### Information supplied
— START —

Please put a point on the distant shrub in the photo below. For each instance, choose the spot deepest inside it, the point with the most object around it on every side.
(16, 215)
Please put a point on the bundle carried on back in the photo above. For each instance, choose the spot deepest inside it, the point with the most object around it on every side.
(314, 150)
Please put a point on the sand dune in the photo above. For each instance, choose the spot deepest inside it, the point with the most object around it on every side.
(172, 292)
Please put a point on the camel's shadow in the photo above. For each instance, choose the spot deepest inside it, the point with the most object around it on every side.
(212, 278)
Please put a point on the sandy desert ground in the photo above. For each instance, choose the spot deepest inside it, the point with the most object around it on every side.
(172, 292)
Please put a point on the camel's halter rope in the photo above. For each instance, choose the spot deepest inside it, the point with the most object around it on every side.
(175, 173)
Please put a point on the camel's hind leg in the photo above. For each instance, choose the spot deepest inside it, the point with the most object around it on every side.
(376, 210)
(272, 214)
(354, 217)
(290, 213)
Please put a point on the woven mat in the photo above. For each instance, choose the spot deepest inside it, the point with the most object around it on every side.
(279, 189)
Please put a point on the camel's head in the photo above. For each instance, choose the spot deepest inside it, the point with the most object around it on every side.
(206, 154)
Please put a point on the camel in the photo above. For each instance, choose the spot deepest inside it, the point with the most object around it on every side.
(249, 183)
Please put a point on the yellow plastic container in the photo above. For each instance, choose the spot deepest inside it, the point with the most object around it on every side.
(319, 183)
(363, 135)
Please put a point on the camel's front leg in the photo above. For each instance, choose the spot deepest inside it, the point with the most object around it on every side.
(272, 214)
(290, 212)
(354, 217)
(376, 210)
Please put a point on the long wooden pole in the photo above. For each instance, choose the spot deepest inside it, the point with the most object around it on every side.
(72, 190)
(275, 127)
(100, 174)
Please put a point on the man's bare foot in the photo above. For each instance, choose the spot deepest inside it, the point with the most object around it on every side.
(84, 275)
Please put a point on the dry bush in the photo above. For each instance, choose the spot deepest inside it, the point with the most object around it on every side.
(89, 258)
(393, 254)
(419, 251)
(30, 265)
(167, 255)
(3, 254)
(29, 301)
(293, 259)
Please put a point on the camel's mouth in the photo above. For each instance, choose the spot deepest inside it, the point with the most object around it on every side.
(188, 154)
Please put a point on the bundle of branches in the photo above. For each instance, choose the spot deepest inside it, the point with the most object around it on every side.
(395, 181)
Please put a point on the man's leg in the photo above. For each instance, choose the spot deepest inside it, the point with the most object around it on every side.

— END —

### Given instruction
Lay out the lines above as a numbered list, omitting any blank lines.

### Output of the task
1. Please put a point on the distant shrub in the photo below. For each instance, choose the spot deepest inside it, the point with the most object around it on every side.
2. (16, 215)
3. Please put a point on the bundle carried on back in the photo above. For each instance, choose the spot deepest inside it, the point with the most object around it on every side.
4. (314, 150)
5. Please put a point on the sand dune in the photo above. For each instance, choose the spot deepest inside it, the point with the most object around it on every side.
6. (172, 292)
7. Please put a point on the camel's shadow in the photo above. For each instance, choose the spot deepest inside it, the point with the most object around it on every side.
8. (212, 278)
9. Please put a point on the sandy desert ground in the photo above. For each instance, choose the spot deepest inside it, the point with the most object around it on every side.
10. (172, 292)
11. Please put a point on the camel's halter rope in the photo above. For each instance, choose the spot deepest inside it, the point with the most object around it on every side.
12. (175, 173)
13. Please put a point on the camel's hind leg in the photo above. For each instance, choose the spot deepest inside it, the point with the most object around it on every side.
14. (376, 210)
15. (272, 214)
16. (354, 217)
17. (290, 213)
18. Please put a point on the woven mat in the photo above. For each instance, choose the spot deepest inside it, the point with the most object around it on every side.
19. (279, 189)
20. Please put a point on the camel's head in the photo above. For each instance, choose the spot deepest inside it, the point with the most object around it on every side.
21. (206, 154)
22. Please put a point on the camel in the photo above. For each instance, choose the spot deepest inside it, the point with the most object around it on every side.
23. (249, 183)
24. Please put a point on the yellow plastic container in the photo above. For each instance, choose the spot deepest inside it, the point with the most object around it on every side.
25. (319, 183)
26. (363, 135)
27. Please put a point on the camel's front leg in the photo above. For each instance, choose the spot deepest inside it, the point with the most object around it on every side.
28. (272, 214)
29. (290, 212)
30. (354, 217)
31. (376, 210)
32. Please put a point on the long wooden pole in the photo above. For each instance, choose the spot deepest inside it, the point with the most object around it on every side.
33. (72, 190)
34. (275, 127)
35. (100, 174)
36. Please put a point on the man's bare foot in the photo above. For each instance, choose the spot deepest inside it, the point with the most object around it on every side.
37. (84, 275)
38. Please put a point on the dry bush in the photo above. For each instance, choose the spot deepest inside it, the point with the most object around it on every side.
39. (89, 258)
40. (393, 254)
41. (419, 251)
42. (30, 265)
43. (167, 255)
44. (3, 254)
45. (29, 301)
46. (293, 259)
47. Please put a point on the camel's mouth in the photo above. For each instance, choose the spot deepest inside it, the point with the most object around it on every side.
48. (188, 154)
49. Please put a point on the bundle of branches in the photo above. For each instance, choose the spot deepest inside it, the point with the most object around it on every side.
50. (395, 181)
51. Please put a point on the man's leg in the photo above. For each instance, choose the spot deepest inside it, the point with the most object around it on every side.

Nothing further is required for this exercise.